Task: Translate this sentence from the text on hybrid mode and LTP directives into Spanish: "Many workloads repeat the same kind of task with different parameters (“sum of squares to 100”, then “…to 900”)."
Text under study Start Marker
Hybrid mode (default)
Hybrid mode auto-selects between ReAct and LTP based on task structure:
# Hybrid mode (default) -- kernel decides
result = await kernel.run_task("deploy the API to staging and production")
# Force LTP mode
result = await kernel.run_task("deploy the API", mode="ltp")
# Force ReAct mode
result = await kernel.run_task("debug the auth bug", mode="react")
LTP directives
| Directive | Description | Example |
|---|---|---|
@PARALLEL | Execute steps concurrently | STEP 2a @PARALLEL: run tests |
ON_FAIL | Error handling per step | ON_FAIL: RE-PLAN |
FOREACH | Iterate over a collection | FOREACH env IN [staging, prod]: |
RE-PLAN | Dynamic replanning on failure | ON_FAIL: RE-PLAN |
| Dot notation | Access data from previous steps | {{step1.output.url}} |
| Type casting | Cast values between types | {{step2.count | int}} |
Compiled plan example
STEP 1: search_documents "API authentication patterns"
STEP 2a @PARALLEL: write_file api/auth.py
STEP 2b @PARALLEL: write_file tests/test_auth.py
STEP 3: execute_code "pytest tests/test_auth.py"
ON_FAIL: RE-PLAN
STEP 4: FOREACH env IN [staging, production]:
deploy --target {{env}} --artifact {{step2a.output.path}}
Agent-JIT cache (experimental, situational)
Many workloads repeat the same kind of task with different parameters (“sum of squares to 100”, then “…to 900”). Agent-JIT amortizes those repeats. It is experimental and off by default — a genuine win on the right workload, but not a universal speedup (measured details below).
Text under study End Marker
The data Start Marker
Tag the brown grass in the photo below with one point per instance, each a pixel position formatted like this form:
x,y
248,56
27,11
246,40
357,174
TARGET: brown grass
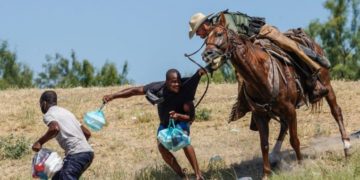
x,y
126,147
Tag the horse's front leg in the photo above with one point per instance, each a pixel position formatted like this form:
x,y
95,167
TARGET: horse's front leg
x,y
275,153
289,114
336,113
262,123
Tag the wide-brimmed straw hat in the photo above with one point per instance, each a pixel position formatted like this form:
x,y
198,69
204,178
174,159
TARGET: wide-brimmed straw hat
x,y
195,22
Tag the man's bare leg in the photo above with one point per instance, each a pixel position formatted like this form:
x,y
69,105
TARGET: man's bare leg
x,y
170,160
190,154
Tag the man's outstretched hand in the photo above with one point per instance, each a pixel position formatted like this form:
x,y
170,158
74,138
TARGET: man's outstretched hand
x,y
108,98
36,146
201,71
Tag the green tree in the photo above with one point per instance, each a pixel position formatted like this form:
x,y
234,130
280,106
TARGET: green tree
x,y
13,73
108,75
59,72
340,37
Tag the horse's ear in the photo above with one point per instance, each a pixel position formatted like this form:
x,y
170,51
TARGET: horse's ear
x,y
222,21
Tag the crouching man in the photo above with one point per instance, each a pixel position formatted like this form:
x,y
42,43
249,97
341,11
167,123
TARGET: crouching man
x,y
69,133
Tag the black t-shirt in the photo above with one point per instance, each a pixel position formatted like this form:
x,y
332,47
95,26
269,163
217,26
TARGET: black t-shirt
x,y
173,101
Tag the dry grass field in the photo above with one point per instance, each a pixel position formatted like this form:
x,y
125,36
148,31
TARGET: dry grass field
x,y
126,147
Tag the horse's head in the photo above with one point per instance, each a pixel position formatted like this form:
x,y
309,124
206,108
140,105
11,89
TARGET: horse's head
x,y
218,44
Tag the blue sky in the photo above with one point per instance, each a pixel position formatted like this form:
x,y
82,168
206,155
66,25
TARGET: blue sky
x,y
151,35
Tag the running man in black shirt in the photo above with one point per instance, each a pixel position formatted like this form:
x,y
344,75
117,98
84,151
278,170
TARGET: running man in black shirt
x,y
174,98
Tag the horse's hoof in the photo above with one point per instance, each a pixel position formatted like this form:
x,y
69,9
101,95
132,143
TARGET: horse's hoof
x,y
347,152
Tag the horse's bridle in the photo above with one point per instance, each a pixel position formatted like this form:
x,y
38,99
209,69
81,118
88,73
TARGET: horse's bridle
x,y
217,52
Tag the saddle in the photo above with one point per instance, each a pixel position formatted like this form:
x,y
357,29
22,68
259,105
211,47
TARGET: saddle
x,y
302,71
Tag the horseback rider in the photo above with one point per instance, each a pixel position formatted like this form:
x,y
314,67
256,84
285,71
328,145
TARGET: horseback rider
x,y
256,27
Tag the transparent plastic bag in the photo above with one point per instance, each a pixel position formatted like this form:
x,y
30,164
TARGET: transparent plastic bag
x,y
173,138
45,164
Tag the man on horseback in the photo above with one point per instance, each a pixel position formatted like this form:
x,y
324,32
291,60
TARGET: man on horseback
x,y
256,28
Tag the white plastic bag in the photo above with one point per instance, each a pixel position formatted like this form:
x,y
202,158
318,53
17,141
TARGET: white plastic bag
x,y
45,164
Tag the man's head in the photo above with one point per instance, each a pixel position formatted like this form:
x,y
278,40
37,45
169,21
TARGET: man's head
x,y
47,99
199,25
173,80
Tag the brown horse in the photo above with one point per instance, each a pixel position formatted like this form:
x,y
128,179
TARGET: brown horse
x,y
271,93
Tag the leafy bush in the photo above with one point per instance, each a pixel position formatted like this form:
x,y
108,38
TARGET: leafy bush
x,y
13,147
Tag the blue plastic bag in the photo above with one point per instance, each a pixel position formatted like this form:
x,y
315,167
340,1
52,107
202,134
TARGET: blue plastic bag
x,y
173,138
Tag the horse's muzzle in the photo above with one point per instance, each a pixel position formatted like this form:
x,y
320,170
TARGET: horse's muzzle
x,y
213,57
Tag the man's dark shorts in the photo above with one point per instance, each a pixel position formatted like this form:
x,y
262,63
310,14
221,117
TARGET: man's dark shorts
x,y
74,166
185,126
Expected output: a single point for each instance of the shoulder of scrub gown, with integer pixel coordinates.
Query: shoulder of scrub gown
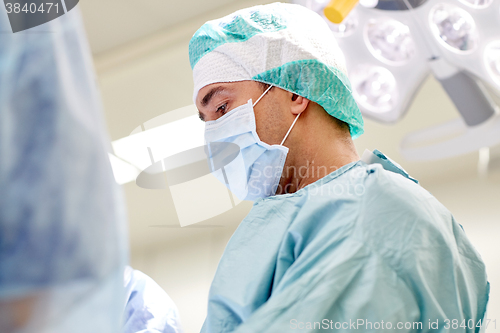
(361, 243)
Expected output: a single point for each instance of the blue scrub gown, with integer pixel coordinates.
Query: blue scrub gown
(363, 249)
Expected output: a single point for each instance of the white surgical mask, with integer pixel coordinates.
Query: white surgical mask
(256, 171)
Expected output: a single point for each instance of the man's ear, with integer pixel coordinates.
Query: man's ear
(298, 104)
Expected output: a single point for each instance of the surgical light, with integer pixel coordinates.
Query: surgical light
(389, 40)
(374, 87)
(492, 60)
(477, 4)
(453, 27)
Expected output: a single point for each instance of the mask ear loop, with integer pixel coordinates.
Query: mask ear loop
(290, 129)
(262, 95)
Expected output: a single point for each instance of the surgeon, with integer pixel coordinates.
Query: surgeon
(332, 242)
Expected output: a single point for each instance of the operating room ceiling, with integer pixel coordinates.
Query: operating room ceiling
(141, 56)
(111, 23)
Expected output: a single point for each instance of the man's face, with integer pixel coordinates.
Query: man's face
(272, 113)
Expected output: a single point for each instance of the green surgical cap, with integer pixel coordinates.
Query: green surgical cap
(285, 45)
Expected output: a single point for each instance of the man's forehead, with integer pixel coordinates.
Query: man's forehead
(206, 93)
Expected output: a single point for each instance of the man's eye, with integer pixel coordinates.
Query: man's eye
(222, 109)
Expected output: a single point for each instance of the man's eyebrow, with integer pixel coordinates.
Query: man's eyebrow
(214, 91)
(206, 99)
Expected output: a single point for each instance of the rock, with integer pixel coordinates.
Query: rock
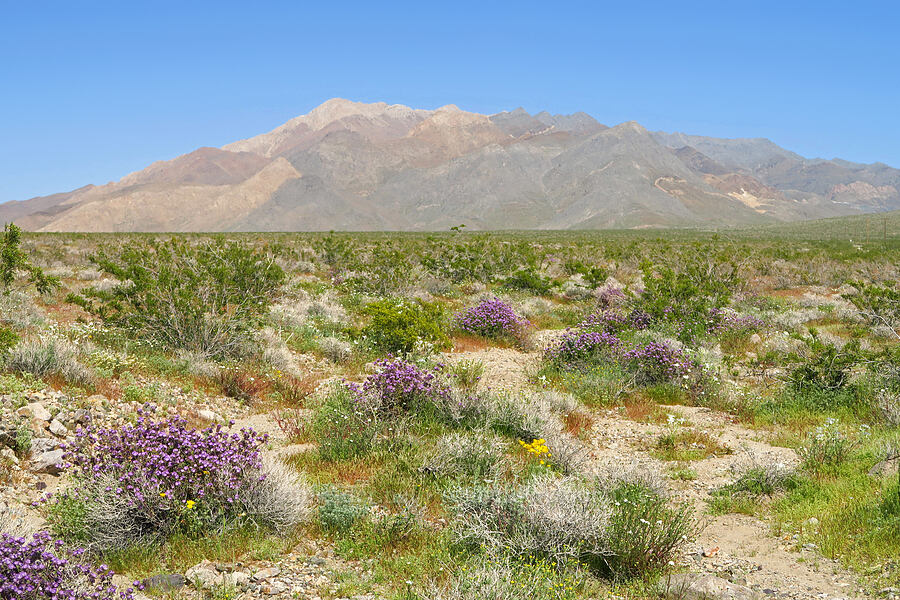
(165, 583)
(203, 575)
(42, 444)
(58, 429)
(82, 416)
(208, 415)
(237, 579)
(97, 400)
(35, 410)
(692, 586)
(267, 573)
(7, 454)
(276, 587)
(886, 468)
(48, 462)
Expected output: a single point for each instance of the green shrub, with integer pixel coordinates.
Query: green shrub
(8, 339)
(644, 532)
(827, 368)
(343, 427)
(401, 326)
(528, 280)
(14, 263)
(205, 298)
(338, 511)
(687, 297)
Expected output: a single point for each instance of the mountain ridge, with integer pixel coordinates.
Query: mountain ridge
(378, 166)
The data End Marker
Your solution: Muchas cargas de trabajo repiten el mismo tipo de tarea con parámetros diferentes («suma de cuadrados hasta 100», luego «…hasta 900»).